(Saved data entries)
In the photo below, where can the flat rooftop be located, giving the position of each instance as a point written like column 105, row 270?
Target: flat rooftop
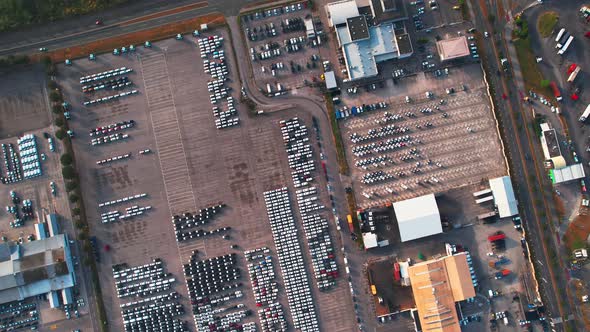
column 362, row 56
column 452, row 48
column 357, row 28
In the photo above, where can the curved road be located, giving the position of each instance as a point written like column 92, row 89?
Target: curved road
column 80, row 30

> **AIM OF THE TASK**
Rewrite all of the material above with "occurrence" substituted for each "instance" and nothing else altered. Leave the pictures out.

> **SOLUTION**
In the photo below, where can the flat rooftop be located, giving the position of each occurrence as a point written like column 105, row 270?
Target: flat rooftop
column 362, row 56
column 452, row 48
column 357, row 28
In the photo above, where can the curved road be located, giving the position of each occurrence as a point written like column 92, row 89?
Target: curved road
column 80, row 30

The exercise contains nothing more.